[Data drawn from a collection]
════════════════

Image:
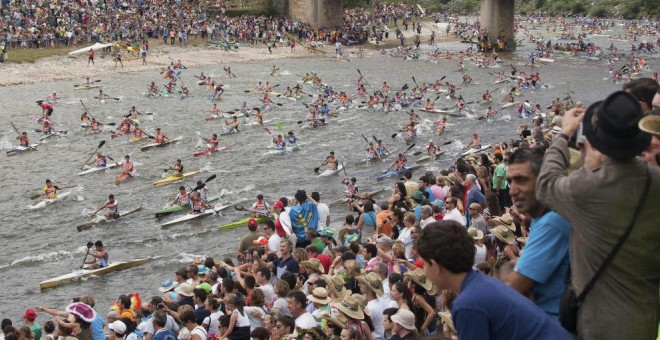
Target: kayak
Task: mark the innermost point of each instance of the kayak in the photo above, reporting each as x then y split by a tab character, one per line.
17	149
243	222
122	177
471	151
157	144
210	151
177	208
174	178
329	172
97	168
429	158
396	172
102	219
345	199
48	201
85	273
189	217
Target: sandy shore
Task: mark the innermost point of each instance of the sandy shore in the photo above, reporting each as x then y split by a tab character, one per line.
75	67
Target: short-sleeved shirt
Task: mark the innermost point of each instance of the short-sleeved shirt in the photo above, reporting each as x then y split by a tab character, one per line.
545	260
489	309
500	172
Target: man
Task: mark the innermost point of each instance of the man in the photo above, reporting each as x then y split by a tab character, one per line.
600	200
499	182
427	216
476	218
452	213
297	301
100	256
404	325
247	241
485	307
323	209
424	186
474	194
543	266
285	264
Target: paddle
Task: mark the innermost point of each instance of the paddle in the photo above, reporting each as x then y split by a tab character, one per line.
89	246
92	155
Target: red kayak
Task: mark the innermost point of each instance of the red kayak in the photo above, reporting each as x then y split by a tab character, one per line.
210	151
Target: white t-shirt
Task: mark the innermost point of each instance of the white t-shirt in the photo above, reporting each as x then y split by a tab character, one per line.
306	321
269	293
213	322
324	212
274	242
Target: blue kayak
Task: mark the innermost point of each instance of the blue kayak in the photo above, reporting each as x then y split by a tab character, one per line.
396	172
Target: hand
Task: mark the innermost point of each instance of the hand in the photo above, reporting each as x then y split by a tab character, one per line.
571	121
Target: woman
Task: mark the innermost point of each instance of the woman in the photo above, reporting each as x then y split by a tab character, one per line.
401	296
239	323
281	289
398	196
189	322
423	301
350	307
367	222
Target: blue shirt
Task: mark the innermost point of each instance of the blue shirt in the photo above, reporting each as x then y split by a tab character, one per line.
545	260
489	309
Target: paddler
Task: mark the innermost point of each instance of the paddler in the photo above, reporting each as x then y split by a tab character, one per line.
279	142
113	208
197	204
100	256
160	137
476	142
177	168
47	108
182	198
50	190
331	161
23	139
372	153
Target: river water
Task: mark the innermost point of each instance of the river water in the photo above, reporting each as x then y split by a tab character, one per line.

════════════════

** Exercise aim **
Lay out every line of the items above as a JSON list of strings, one string per line, omitting blank lines and leaving out the pictures.

** Answer to this task **
[
  "Image:",
  "Target: kayak",
  "Task: mark the innermost point of each instance of the kayak in the photo above, reporting each as x then y split by a tab character, one per line.",
  "17\t149",
  "243\t222",
  "122\t177",
  "471\t151",
  "157\t144",
  "210\t151",
  "177\t208",
  "174\t178",
  "329\t172",
  "97\t168",
  "429\t158",
  "396\t172",
  "102\t219",
  "345\t199",
  "48\t201",
  "85\t273",
  "189\t217",
  "Target: sandy shore",
  "Task: mark the innermost point of each instance of the sandy shore in the photo above, reporting each as x then y split by a tab character, one per line.",
  "75\t67",
  "Target: short-sleeved shirt",
  "Task: mark the innermost point of each instance of the short-sleeved shirt in the photo above, reporting each as x then y split by a tab character, one per line.",
  "545\t260",
  "489\t309",
  "500\t172",
  "Target: man",
  "Task: mark the innermost point of each instance of the man in the photo above, reporting each as x then y split by a tab character, one per line.",
  "600\t200",
  "499\t182",
  "427\t216",
  "476\t218",
  "452\t213",
  "297\t301",
  "100\t256",
  "404\t325",
  "247\t241",
  "485\t307",
  "323\t209",
  "424\t186",
  "474\t194",
  "543\t266",
  "285\t264",
  "Target: paddle",
  "Task: mark the innermost point of each instance of the paddle in the photo above, reporting each as x then y split by a tab character, one per line.",
  "89\t246",
  "92\t155",
  "Target: red kayak",
  "Task: mark the innermost point of each instance of the red kayak in the photo above, reporting each as x then y split by a tab character, one per line.",
  "210\t151",
  "Target: white t-shirt",
  "Task: mark the innermost point of each instance of the white t-shirt in the photo above, reporting each as x then y split by a tab character, one per line.",
  "306\t321",
  "269\t293",
  "213\t322",
  "324\t212",
  "274\t242",
  "Target: blue kayak",
  "Task: mark the innermost point of each instance of the blue kayak in the photo above, reporting each as x then y split by a tab character, one per line.",
  "396\t172",
  "Target: hand",
  "Task: mark the innermost point of each instance of the hand in the photo above, reporting each as x then y split by a tab character, one per line.",
  "571\t121",
  "Target: woman",
  "Task: mark the innermost point of each instance of the woman in the photo above, reporting each as x then y split by a tab character, one per line.",
  "401\t296",
  "239\t323",
  "281\t289",
  "398\t196",
  "189\t322",
  "423\t301",
  "350\t307",
  "367\t222",
  "Target: blue shirt",
  "Task: mark the innermost point of each instance of the blue shirt in the photo above, reporting each as x then y split by a tab character, one per line.",
  "545\t260",
  "489\t309",
  "Target: paddler",
  "Task: mark the innermost point of each instance of the paddler in the photo above, reporting each as x then y split by a tab character, one per line.",
  "279\t142",
  "113\t208",
  "197\t204",
  "100\t256",
  "160\t137",
  "476\t142",
  "177\t168",
  "47\t108",
  "182\t198",
  "50\t190",
  "331\t161",
  "23\t139",
  "372\t153",
  "Target: river water",
  "Task: mark the innermost point of each instance of the river water in the photo above, reporting each as x then y split by a tab character, one per line."
]